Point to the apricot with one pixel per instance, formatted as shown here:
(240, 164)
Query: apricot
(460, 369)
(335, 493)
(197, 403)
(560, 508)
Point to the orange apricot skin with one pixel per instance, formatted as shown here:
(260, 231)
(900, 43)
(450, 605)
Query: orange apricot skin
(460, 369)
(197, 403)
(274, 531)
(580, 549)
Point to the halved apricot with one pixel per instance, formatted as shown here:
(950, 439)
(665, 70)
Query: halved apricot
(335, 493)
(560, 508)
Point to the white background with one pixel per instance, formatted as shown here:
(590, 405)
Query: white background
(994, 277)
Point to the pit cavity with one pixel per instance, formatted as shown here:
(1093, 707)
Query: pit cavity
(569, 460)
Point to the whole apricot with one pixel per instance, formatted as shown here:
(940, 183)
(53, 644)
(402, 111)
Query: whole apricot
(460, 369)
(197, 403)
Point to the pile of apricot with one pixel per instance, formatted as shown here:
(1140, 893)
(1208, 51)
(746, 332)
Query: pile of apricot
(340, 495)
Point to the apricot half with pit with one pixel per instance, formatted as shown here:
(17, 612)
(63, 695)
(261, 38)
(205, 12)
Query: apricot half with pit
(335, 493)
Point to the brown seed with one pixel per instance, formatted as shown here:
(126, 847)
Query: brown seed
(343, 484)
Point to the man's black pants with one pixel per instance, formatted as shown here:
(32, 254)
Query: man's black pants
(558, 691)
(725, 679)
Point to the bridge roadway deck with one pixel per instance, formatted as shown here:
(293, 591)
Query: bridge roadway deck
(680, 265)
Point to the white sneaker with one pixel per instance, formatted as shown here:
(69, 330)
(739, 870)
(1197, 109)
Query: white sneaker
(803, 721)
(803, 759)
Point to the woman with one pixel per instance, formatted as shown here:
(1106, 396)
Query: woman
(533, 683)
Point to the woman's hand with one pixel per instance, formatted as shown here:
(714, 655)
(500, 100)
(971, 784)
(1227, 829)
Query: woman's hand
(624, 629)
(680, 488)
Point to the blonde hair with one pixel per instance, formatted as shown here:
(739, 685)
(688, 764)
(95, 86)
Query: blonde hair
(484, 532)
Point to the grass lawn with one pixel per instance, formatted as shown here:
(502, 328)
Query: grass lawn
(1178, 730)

^^^^^^^^

> [EXERCISE DETAILS]: Output the data once more, exactly as it appears above.

> [RESULT OF THIS TASK]:
Point to the apricot with one pixel per instance, formatted as shown here:
(240, 164)
Query: apricot
(460, 369)
(335, 493)
(197, 403)
(560, 508)
Point to the orange apricot skin with one pixel per instance, formatted as shown here:
(260, 231)
(900, 43)
(450, 605)
Query: orange apricot skin
(460, 369)
(197, 403)
(274, 531)
(580, 549)
Point to the halved apricot with one pixel per instance, formatted as shown here:
(950, 439)
(665, 70)
Query: halved apricot
(335, 493)
(560, 508)
Point to the white background with one pixel per instance, formatted as shown here:
(590, 405)
Query: white background
(994, 277)
Point to the pit cavity with one pixel per instance, formatted as shown here:
(1093, 707)
Query: pit cavity
(569, 460)
Point to the whole apricot with one pixel per instance, formatted as shown here:
(940, 183)
(53, 644)
(402, 111)
Query: whole apricot
(460, 369)
(197, 403)
Point to the pile of apricot with one pixel per instance, formatted as shown here:
(1140, 893)
(1208, 51)
(746, 332)
Query: pile of apricot
(340, 495)
Point to the apricot half with pit with one pixel per instance, formatted as shown here:
(17, 612)
(63, 695)
(261, 38)
(205, 12)
Query: apricot half with pit
(335, 493)
Point to the brown seed with one pixel per instance, formatted as shown here:
(126, 847)
Query: brown seed
(343, 484)
Point to the man's black pants with one pixel per instance, formatted as shown here:
(32, 254)
Query: man's black pants
(558, 691)
(725, 679)
Point to the bridge roadway deck with one pixel per instance, formatted as shown here:
(293, 591)
Query: bridge roadway deck
(680, 265)
Point to the white sneaker with one pixel per instance, formatted as shown here:
(69, 330)
(739, 870)
(1197, 109)
Query: white sneaker
(803, 721)
(803, 759)
Point to the woman with one pixel per instance, formatted as shown here:
(1106, 396)
Query: woman
(533, 683)
Point to the woman's hand with one pixel per instance, formatted as shown here:
(714, 655)
(500, 100)
(971, 784)
(1227, 829)
Query: woman's hand
(624, 629)
(680, 488)
Point to the blonde hair with one pixel per instance, formatted as shown here:
(739, 685)
(688, 764)
(95, 86)
Query: blonde hair
(484, 532)
Point to the grass lawn with one pixel per instance, formatted as shown here:
(502, 328)
Query: grass lawn
(1178, 730)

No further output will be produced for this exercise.